# MATERIAL start

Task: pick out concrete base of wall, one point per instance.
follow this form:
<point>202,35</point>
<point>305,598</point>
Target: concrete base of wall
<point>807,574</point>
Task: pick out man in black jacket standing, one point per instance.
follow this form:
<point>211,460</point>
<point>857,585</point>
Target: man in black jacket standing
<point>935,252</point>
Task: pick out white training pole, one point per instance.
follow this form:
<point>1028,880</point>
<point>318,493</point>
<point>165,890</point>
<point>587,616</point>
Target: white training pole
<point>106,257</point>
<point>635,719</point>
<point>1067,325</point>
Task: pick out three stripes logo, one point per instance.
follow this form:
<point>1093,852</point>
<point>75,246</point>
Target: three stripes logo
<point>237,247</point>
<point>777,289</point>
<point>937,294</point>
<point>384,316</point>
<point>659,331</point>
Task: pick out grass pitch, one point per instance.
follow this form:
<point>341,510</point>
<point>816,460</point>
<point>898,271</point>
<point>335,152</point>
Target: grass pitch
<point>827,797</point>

# MATERIAL end

Rewrite the listing above, changing every "pick out" to "locate" and leaving everything else as it is.

Task: locate concrete base of wall, one point per instance.
follow this form:
<point>202,35</point>
<point>305,598</point>
Target: concrete base of wall
<point>807,574</point>
Task: locate man in black jacket standing, one point per instance.
follow this form:
<point>211,460</point>
<point>857,585</point>
Target: man in black jacket standing
<point>935,252</point>
Task: locate white training pole, one point per instance.
follow this form:
<point>1028,880</point>
<point>318,493</point>
<point>165,890</point>
<point>587,616</point>
Target: white training pole
<point>106,257</point>
<point>635,719</point>
<point>1067,325</point>
Task: locate three stripes logo, one point per instance.
follow this form:
<point>1093,852</point>
<point>75,246</point>
Target: three stripes logo
<point>237,247</point>
<point>777,289</point>
<point>937,294</point>
<point>384,316</point>
<point>659,331</point>
Task: locate grass pitch, one point per instance.
follow this form:
<point>341,510</point>
<point>816,460</point>
<point>898,271</point>
<point>335,152</point>
Target: grass pitch
<point>827,797</point>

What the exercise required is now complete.